| RECORD LIST |

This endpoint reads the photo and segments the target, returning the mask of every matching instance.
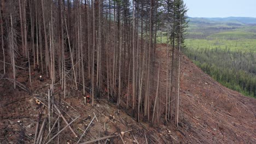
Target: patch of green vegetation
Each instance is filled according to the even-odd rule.
[[[223,86],[256,98],[256,25],[228,19],[190,19],[183,52]]]
[[[245,31],[231,31],[216,33],[206,37],[207,39],[223,39],[227,40],[235,40],[241,39],[256,39],[256,33]]]

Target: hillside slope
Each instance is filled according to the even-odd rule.
[[[164,54],[159,53],[158,57]],[[181,102],[178,128],[172,122],[159,126],[143,122],[137,123],[124,110],[118,116],[118,107],[104,100],[96,102],[95,107],[90,104],[84,105],[81,93],[70,88],[68,88],[68,96],[64,101],[59,99],[63,92],[57,83],[55,86],[55,100],[60,108],[69,107],[65,109],[63,115],[69,122],[81,116],[72,125],[79,135],[86,125],[89,125],[94,113],[96,115],[97,121],[94,120],[90,126],[84,141],[117,135],[111,141],[120,143],[123,142],[119,136],[120,131],[129,131],[123,138],[126,143],[132,143],[133,140],[138,143],[255,143],[256,100],[221,86],[186,56],[182,55],[181,60]],[[27,71],[19,69],[18,74],[19,81],[28,87]],[[33,142],[39,114],[35,98],[47,105],[45,95],[50,87],[48,80],[45,79],[44,82],[39,81],[38,74],[35,72],[32,77],[36,88],[31,94],[20,88],[13,90],[9,81],[0,80],[0,142]],[[7,77],[0,75],[1,79]],[[44,109],[42,117],[47,119],[47,109]],[[88,119],[89,115],[91,118]],[[110,115],[115,116],[115,120],[112,119]],[[18,121],[22,122],[21,127]],[[42,121],[43,118],[41,123]],[[65,125],[62,123],[62,126]],[[61,142],[73,143],[78,140],[68,128],[60,137]],[[101,142],[104,143],[106,141]]]
[[[255,143],[256,99],[220,85],[187,57],[182,59],[181,113],[190,139],[201,143]]]

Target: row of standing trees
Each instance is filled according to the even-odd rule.
[[[90,93],[92,105],[106,92],[137,121],[167,122],[175,113],[178,125],[179,51],[187,26],[182,0],[11,0],[0,8],[3,61],[11,63],[14,80],[20,54],[30,75],[30,64],[39,65],[52,84],[61,85],[64,97],[69,82]],[[159,83],[156,34],[163,31],[166,79]]]

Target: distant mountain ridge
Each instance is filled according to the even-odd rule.
[[[256,24],[256,17],[189,17],[192,21],[210,21],[216,22],[232,22],[243,24]]]

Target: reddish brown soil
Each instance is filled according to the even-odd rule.
[[[188,140],[255,143],[256,99],[223,87],[187,57],[182,59],[181,113],[189,125]]]
[[[89,124],[94,112],[96,114],[98,122],[94,120],[90,133],[85,136],[87,140],[98,138],[99,131],[100,136],[103,137],[132,129],[133,132],[128,132],[124,138],[128,143],[133,141],[132,134],[139,143],[146,143],[145,136],[150,143],[256,143],[256,99],[222,86],[187,57],[182,56],[181,59],[180,122],[178,128],[172,123],[158,127],[137,123],[124,111],[121,111],[120,116],[117,116],[115,112],[118,108],[106,100],[96,102],[95,107],[90,104],[84,105],[80,93],[70,88],[68,88],[66,103],[61,100],[60,105],[68,106],[65,116],[69,121],[81,115],[82,119],[72,125],[77,134],[83,133],[81,129],[85,129],[85,124]],[[3,73],[2,69],[0,73]],[[39,75],[35,72],[32,77],[34,89],[31,94],[19,88],[14,90],[9,81],[0,80],[0,143],[15,143],[20,139],[33,142],[39,115],[34,97],[39,97],[46,103],[44,94],[50,87],[47,79],[43,83],[38,80]],[[17,76],[21,83],[29,87],[27,71],[19,70]],[[164,79],[164,76],[161,77]],[[59,84],[55,86],[56,101],[59,95],[63,95],[60,86]],[[44,117],[47,117],[46,109],[43,111]],[[110,120],[110,115],[114,115],[116,121]],[[91,118],[85,121],[89,115]],[[18,123],[19,120],[23,126]],[[107,134],[103,131],[104,123]],[[22,128],[26,129],[25,137],[20,136]],[[171,132],[168,134],[169,130]],[[73,143],[72,140],[75,139],[68,128],[60,136],[61,143]],[[113,142],[122,143],[118,137]]]

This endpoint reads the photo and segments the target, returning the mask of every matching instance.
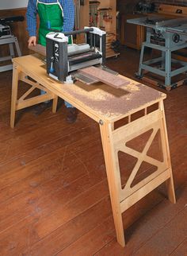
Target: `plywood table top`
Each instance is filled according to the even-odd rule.
[[[68,101],[95,121],[115,122],[147,107],[166,95],[146,85],[128,79],[130,83],[119,89],[103,83],[86,85],[81,82],[62,83],[51,78],[40,55],[29,55],[13,60],[14,65],[28,76]]]

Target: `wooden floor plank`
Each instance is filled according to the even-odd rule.
[[[185,239],[171,254],[171,256],[187,255],[187,239]]]
[[[116,244],[116,242],[115,239],[109,242],[95,254],[97,256],[111,255],[110,251],[111,248],[113,248],[113,255],[134,255],[137,251],[139,252],[139,254],[137,253],[137,255],[163,255],[160,254],[162,251],[159,251],[157,254],[154,254],[154,251],[150,250],[149,254],[149,249],[151,248],[149,248],[148,246],[147,251],[139,251],[139,249],[143,246],[150,239],[154,237],[154,235],[157,235],[159,231],[160,239],[162,239],[163,242],[167,240],[162,234],[164,227],[168,223],[170,223],[175,217],[178,216],[179,214],[183,211],[184,206],[187,200],[186,185],[180,188],[177,191],[177,204],[172,204],[167,200],[165,200],[155,207],[151,211],[147,212],[143,218],[128,227],[125,231],[127,245],[124,248]],[[180,219],[177,219],[177,221],[179,220]],[[183,219],[183,226],[184,228],[186,228],[184,221],[185,219]],[[176,223],[178,223],[178,222],[174,221],[174,227],[176,227]],[[184,239],[184,232],[181,232],[181,234]],[[154,241],[155,242],[155,239],[152,241],[153,242]],[[160,242],[155,242],[155,246],[159,247],[160,244],[162,244]],[[164,255],[167,255],[167,254],[165,254]]]

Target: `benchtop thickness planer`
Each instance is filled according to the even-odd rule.
[[[68,45],[68,36],[85,33],[85,43]],[[103,64],[105,61],[106,33],[95,27],[70,33],[49,33],[47,36],[47,72],[59,81],[68,82],[70,72]]]

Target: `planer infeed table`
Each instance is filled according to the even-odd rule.
[[[129,19],[128,23],[147,28],[146,41],[143,43],[136,76],[143,78],[143,71],[152,72],[165,78],[163,84],[157,85],[167,91],[184,83],[184,80],[171,83],[171,78],[187,71],[187,62],[173,59],[171,53],[187,47],[187,18],[166,18],[159,16],[148,16]],[[145,48],[161,51],[161,56],[143,61]]]

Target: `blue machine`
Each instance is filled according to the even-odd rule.
[[[159,15],[129,19],[127,21],[147,28],[147,38],[142,44],[136,76],[143,78],[143,72],[147,71],[163,76],[165,83],[158,83],[158,85],[167,91],[178,86],[178,83],[171,83],[171,78],[187,72],[187,61],[173,59],[171,54],[187,47],[187,18],[168,19]],[[146,47],[161,51],[161,56],[143,61]]]

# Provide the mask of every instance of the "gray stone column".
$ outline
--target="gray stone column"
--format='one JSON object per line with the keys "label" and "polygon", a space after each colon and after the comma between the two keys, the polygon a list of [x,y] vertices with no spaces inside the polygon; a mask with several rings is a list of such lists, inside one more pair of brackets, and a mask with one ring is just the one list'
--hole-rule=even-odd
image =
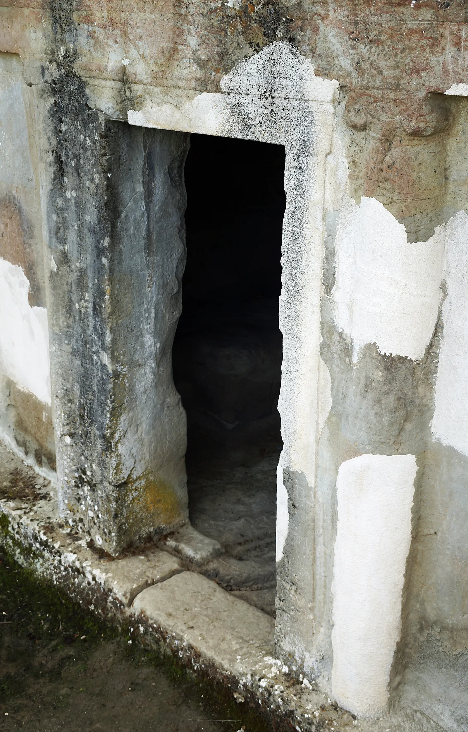
{"label": "gray stone column", "polygon": [[52,89],[42,197],[59,509],[117,554],[187,519],[171,349],[189,136],[106,122],[69,67]]}

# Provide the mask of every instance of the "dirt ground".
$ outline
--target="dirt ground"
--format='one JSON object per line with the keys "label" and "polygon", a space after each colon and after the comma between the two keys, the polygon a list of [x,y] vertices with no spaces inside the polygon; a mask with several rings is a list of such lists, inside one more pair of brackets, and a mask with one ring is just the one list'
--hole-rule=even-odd
{"label": "dirt ground", "polygon": [[2,730],[265,729],[249,717],[243,722],[206,684],[129,643],[124,630],[99,624],[1,553],[0,560]]}

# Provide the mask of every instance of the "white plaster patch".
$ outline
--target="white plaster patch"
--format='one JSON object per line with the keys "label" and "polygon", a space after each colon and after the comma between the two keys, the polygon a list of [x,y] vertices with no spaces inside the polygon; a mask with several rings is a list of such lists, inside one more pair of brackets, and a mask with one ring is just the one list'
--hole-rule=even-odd
{"label": "white plaster patch", "polygon": [[21,267],[0,258],[0,369],[18,386],[50,404],[47,310],[31,307]]}
{"label": "white plaster patch", "polygon": [[283,468],[280,460],[276,468],[276,561],[280,561],[283,558],[289,526],[287,490],[283,482]]}
{"label": "white plaster patch", "polygon": [[453,94],[456,97],[468,97],[468,84],[452,84],[444,94]]}
{"label": "white plaster patch", "polygon": [[[336,80],[315,76],[310,59],[295,51],[290,44],[276,41],[244,59],[223,77],[223,94],[200,94],[187,101],[186,96],[181,98],[177,93],[167,98],[170,92],[165,90],[165,97],[152,98],[139,111],[129,110],[127,117],[130,124],[139,127],[268,139],[271,130],[265,125],[261,111],[265,103],[271,106],[276,99],[290,102],[300,100],[322,108],[336,101],[339,86]],[[238,120],[232,103],[241,97],[248,100],[251,124],[244,120],[238,134],[235,129]],[[254,130],[256,134],[252,135]]]}
{"label": "white plaster patch", "polygon": [[374,198],[347,198],[336,240],[333,291],[336,324],[353,342],[382,354],[421,359],[435,327],[441,298],[443,227],[427,242],[409,244],[399,223]]}
{"label": "white plaster patch", "polygon": [[447,224],[445,279],[447,298],[431,430],[444,445],[468,455],[468,215]]}
{"label": "white plaster patch", "polygon": [[0,181],[34,187],[20,76],[19,59],[0,59]]}
{"label": "white plaster patch", "polygon": [[360,717],[380,716],[388,702],[416,470],[412,455],[363,455],[338,471],[332,688]]}
{"label": "white plaster patch", "polygon": [[331,409],[331,376],[328,367],[322,359],[319,360],[319,394],[317,400],[317,436],[322,433]]}

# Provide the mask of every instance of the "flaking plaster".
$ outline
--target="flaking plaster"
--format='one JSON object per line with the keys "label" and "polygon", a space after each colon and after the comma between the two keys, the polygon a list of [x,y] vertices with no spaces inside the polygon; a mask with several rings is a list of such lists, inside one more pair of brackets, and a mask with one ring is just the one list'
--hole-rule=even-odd
{"label": "flaking plaster", "polygon": [[415,476],[412,455],[363,455],[338,471],[332,687],[360,717],[379,717],[388,703]]}
{"label": "flaking plaster", "polygon": [[335,321],[352,339],[353,360],[366,343],[380,353],[422,359],[442,292],[445,231],[408,243],[404,225],[374,198],[346,198],[336,240]]}
{"label": "flaking plaster", "polygon": [[50,405],[47,310],[31,307],[18,265],[0,258],[0,368],[23,389]]}

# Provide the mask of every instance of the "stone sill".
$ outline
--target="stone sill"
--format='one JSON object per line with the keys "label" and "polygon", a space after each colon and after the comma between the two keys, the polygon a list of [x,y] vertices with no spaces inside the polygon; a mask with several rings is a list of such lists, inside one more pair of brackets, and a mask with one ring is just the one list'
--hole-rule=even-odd
{"label": "stone sill", "polygon": [[[32,498],[1,498],[15,471],[36,486]],[[195,673],[254,703],[276,730],[429,732],[421,715],[366,722],[333,704],[313,683],[274,658],[274,621],[154,544],[114,559],[64,527],[56,492],[0,443],[0,545],[21,566],[60,586],[86,609],[129,627],[136,643],[170,653]],[[406,717],[407,715],[404,715]]]}

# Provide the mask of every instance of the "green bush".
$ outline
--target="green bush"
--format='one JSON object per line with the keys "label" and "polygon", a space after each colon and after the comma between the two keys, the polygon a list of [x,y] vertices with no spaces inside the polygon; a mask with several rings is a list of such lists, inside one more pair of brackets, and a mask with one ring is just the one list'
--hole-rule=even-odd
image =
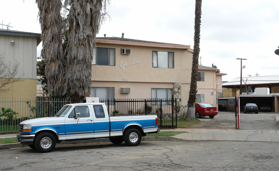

| WORK INSTRUCTIONS |
Could you give again, line for line, the part of the data that opens with its very first line and closes with the line containing "[[[223,86],[256,98],[256,25],[228,19],[190,19],[183,52]]]", including both of those lines but leaving out the pictures?

| WRITTEN SOLUTION |
This endpoint reads the photo and segments the target, returning the mask of every matching instance.
Target: patch of green vegetation
Each instance is filled according to the even-odd rule.
[[[223,86],[256,98],[256,25],[228,19],[190,19],[183,52]]]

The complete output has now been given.